● Instructions to follow
Output all entries verbatim. Skip pictures.

*** Dataset records ***

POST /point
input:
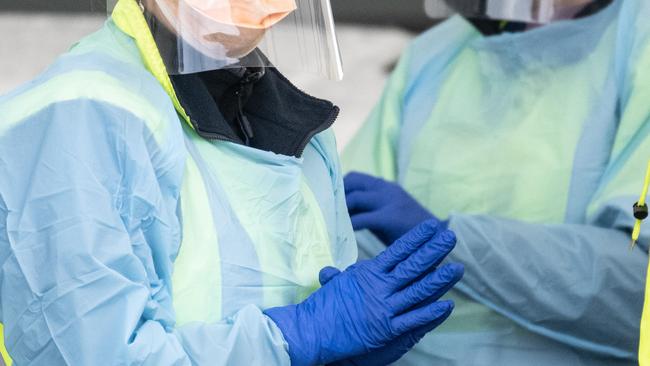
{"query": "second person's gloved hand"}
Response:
(382, 207)
(379, 306)
(400, 346)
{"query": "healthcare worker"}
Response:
(524, 126)
(168, 198)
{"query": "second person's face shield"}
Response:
(525, 11)
(205, 35)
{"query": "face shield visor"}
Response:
(204, 35)
(525, 11)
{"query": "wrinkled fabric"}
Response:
(534, 146)
(122, 238)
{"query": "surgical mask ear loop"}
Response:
(641, 209)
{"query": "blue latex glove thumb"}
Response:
(373, 304)
(382, 207)
(327, 274)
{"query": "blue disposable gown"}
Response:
(127, 239)
(534, 145)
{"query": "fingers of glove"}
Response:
(429, 289)
(327, 274)
(403, 247)
(408, 322)
(361, 201)
(426, 257)
(369, 220)
(359, 182)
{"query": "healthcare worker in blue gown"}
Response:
(523, 125)
(169, 198)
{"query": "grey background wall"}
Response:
(372, 34)
(403, 13)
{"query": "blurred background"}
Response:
(372, 34)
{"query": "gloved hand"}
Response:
(382, 207)
(373, 303)
(397, 348)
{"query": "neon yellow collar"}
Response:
(128, 17)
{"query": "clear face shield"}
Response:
(525, 11)
(204, 35)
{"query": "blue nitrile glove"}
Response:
(382, 207)
(399, 347)
(373, 303)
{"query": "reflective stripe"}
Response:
(127, 15)
(197, 273)
(75, 85)
(240, 267)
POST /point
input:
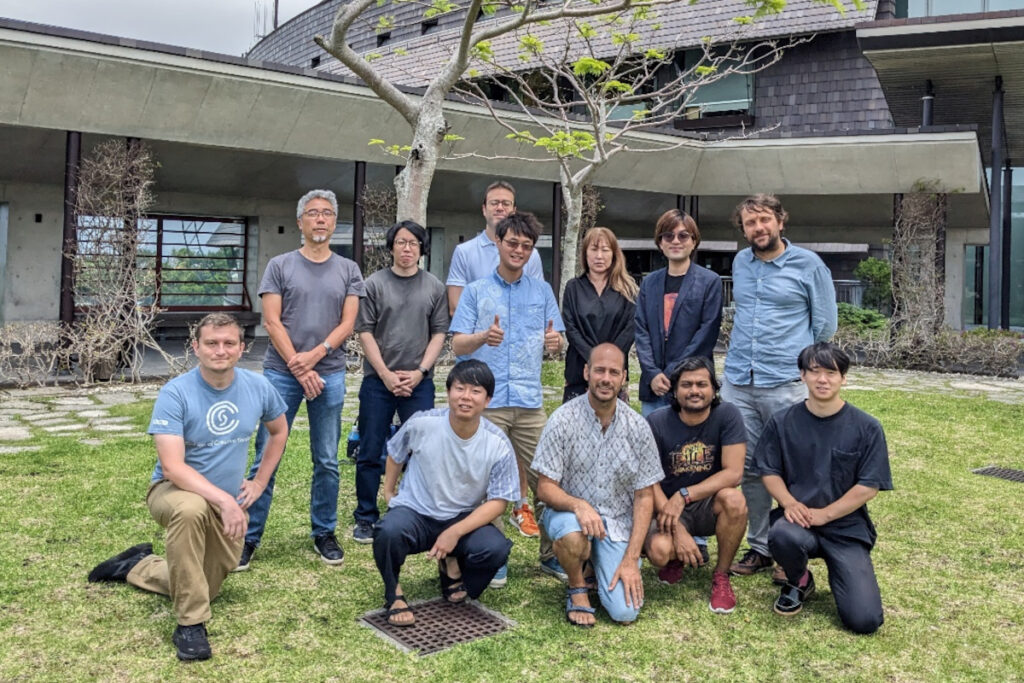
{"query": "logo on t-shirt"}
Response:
(692, 458)
(220, 418)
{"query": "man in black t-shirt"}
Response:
(702, 445)
(822, 460)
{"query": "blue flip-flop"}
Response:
(569, 607)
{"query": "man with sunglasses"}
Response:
(507, 321)
(310, 299)
(477, 258)
(679, 309)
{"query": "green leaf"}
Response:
(590, 67)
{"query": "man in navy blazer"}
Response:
(679, 310)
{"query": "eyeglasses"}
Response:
(681, 237)
(515, 244)
(316, 213)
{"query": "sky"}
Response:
(218, 26)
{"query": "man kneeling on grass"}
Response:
(702, 444)
(202, 424)
(823, 460)
(460, 475)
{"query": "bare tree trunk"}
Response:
(413, 184)
(572, 201)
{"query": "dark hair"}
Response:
(217, 321)
(673, 218)
(472, 372)
(499, 184)
(524, 224)
(412, 226)
(759, 204)
(688, 365)
(823, 354)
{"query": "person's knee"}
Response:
(733, 504)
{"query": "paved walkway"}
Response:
(84, 414)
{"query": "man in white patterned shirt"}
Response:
(597, 463)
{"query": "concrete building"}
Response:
(239, 139)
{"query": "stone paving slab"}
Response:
(9, 450)
(14, 433)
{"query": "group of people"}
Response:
(609, 485)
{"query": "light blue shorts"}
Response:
(605, 555)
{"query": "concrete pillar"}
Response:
(69, 241)
(995, 215)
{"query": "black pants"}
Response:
(403, 531)
(851, 574)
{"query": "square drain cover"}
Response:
(1001, 473)
(439, 625)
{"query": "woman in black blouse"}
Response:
(597, 306)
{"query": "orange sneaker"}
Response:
(522, 517)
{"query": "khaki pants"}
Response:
(199, 555)
(523, 427)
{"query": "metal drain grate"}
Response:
(1001, 473)
(439, 625)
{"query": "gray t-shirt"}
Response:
(312, 298)
(402, 313)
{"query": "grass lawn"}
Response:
(948, 560)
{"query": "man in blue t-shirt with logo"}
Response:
(202, 423)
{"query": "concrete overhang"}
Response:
(59, 83)
(962, 55)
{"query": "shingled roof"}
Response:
(680, 26)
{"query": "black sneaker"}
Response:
(363, 532)
(329, 549)
(117, 567)
(752, 562)
(791, 599)
(247, 556)
(192, 642)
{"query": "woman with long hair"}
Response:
(598, 306)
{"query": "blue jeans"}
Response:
(757, 404)
(377, 408)
(325, 431)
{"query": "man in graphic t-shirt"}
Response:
(701, 442)
(202, 424)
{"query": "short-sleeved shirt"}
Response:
(312, 296)
(216, 424)
(782, 305)
(820, 459)
(401, 313)
(478, 258)
(691, 454)
(523, 308)
(602, 467)
(446, 474)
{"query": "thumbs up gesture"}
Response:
(494, 335)
(552, 340)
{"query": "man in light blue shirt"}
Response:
(785, 301)
(507, 321)
(477, 258)
(460, 475)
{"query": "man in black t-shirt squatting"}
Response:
(702, 445)
(823, 460)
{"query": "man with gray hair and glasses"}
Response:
(310, 299)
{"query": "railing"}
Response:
(847, 291)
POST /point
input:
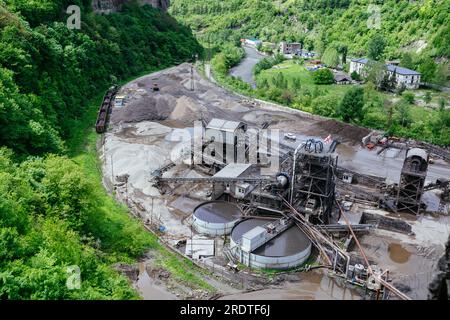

***

● Your response
POST /point
input:
{"query": "second person's gloved hand"}
Response:
(382, 207)
(379, 306)
(400, 346)
{"query": "healthcare worker"}
Response:
(524, 126)
(168, 198)
{"query": "second person's face shield"}
Response:
(525, 11)
(205, 35)
{"query": "face shield visor"}
Response:
(204, 35)
(525, 11)
{"query": "wrinkled fabric"}
Response:
(534, 146)
(122, 238)
{"query": "surgical mask ear loop"}
Response:
(641, 209)
{"query": "blue latex glove thumb"}
Response:
(373, 304)
(382, 207)
(327, 274)
{"query": "blue disposable gown"}
Response:
(127, 239)
(534, 145)
{"query": "fingers of glove"}
Response:
(429, 289)
(327, 274)
(403, 247)
(408, 322)
(361, 201)
(426, 257)
(369, 220)
(359, 182)
{"query": "healthcare worker in blue gown"}
Response:
(523, 125)
(169, 198)
{"query": "grey background wall"}
Response:
(372, 34)
(403, 13)
{"query": "blurred background"}
Response:
(372, 34)
{"query": "gloved hand"}
Response:
(382, 207)
(373, 303)
(397, 348)
{"query": "neon yellow collar"}
Response:
(128, 17)
{"query": "clear face shield"}
Response:
(525, 11)
(204, 35)
{"query": "blue nitrile glove"}
Response:
(382, 207)
(399, 347)
(373, 303)
{"query": "reflective stripe"}
Response:
(127, 15)
(197, 273)
(75, 85)
(240, 267)
POST /point
input:
{"query": "logo on t-shirt"}
Response:
(692, 458)
(220, 418)
{"query": "man in black t-shirt"}
Response:
(702, 445)
(822, 460)
{"query": "blue flip-flop"}
Response:
(569, 607)
{"query": "man with sunglasses"}
Response:
(507, 321)
(310, 299)
(477, 258)
(679, 309)
{"query": "green leaf"}
Response:
(590, 67)
{"query": "man in navy blazer"}
Response:
(679, 310)
{"query": "eyeglasses"}
Response:
(681, 237)
(515, 244)
(316, 213)
{"query": "sky"}
Response:
(218, 26)
{"query": "man kneeling on grass"}
Response:
(702, 444)
(202, 424)
(823, 460)
(460, 475)
{"query": "bare tree trunk"}
Response:
(413, 184)
(572, 201)
{"query": "dark hair"}
Response:
(217, 321)
(673, 218)
(472, 372)
(499, 184)
(524, 224)
(412, 226)
(759, 204)
(688, 365)
(823, 354)
{"query": "person's knee"}
Response:
(733, 504)
{"query": "paved walkway"}
Response:
(84, 414)
{"query": "man in white patterned shirt"}
Response:
(597, 463)
{"query": "concrete building"}
Response:
(239, 139)
{"query": "stone paving slab"}
Response:
(9, 450)
(14, 433)
{"query": "group of people"}
Response:
(609, 485)
{"query": "light blue shorts"}
Response:
(605, 555)
{"query": "concrete pillar"}
Response:
(69, 241)
(995, 215)
{"query": "black pants"}
Response:
(403, 531)
(851, 574)
{"query": "square drain cover"}
Response:
(1001, 473)
(439, 625)
{"query": "woman in black blouse"}
Response:
(597, 306)
{"query": "orange sneaker"}
Response:
(522, 517)
{"query": "khaki pants"}
Response:
(199, 555)
(523, 427)
{"query": "metal drain grate"}
Response:
(1001, 473)
(439, 625)
{"query": "gray t-shirt"}
Response:
(312, 298)
(402, 313)
{"query": "grass lawn"}
Response:
(948, 560)
{"query": "man in blue t-shirt with logo"}
Response:
(202, 423)
{"query": "concrete overhang"}
Response:
(59, 83)
(962, 55)
{"query": "shingled roof"}
Response:
(680, 26)
{"query": "black sneaker"}
Response:
(363, 532)
(329, 549)
(117, 567)
(752, 562)
(791, 599)
(247, 556)
(192, 642)
{"query": "woman with long hair"}
Response:
(598, 306)
{"query": "blue jeans"}
Response:
(757, 404)
(377, 408)
(325, 431)
{"query": "man in graphic t-shirt"}
Response:
(701, 442)
(202, 424)
{"query": "short-sleeved shirt"}
Response:
(312, 296)
(216, 424)
(782, 305)
(820, 459)
(401, 313)
(478, 258)
(691, 454)
(523, 308)
(602, 467)
(446, 474)
{"query": "thumbs up gesture"}
Response:
(494, 335)
(552, 340)
{"query": "man in light blue shirt"}
Response:
(785, 301)
(507, 321)
(477, 258)
(460, 475)
{"query": "man in black t-shirt squatting"}
Response:
(702, 445)
(823, 460)
{"query": "man with gray hair and glasses"}
Response:
(310, 299)
{"query": "railing"}
Response:
(847, 291)
POST /point
input:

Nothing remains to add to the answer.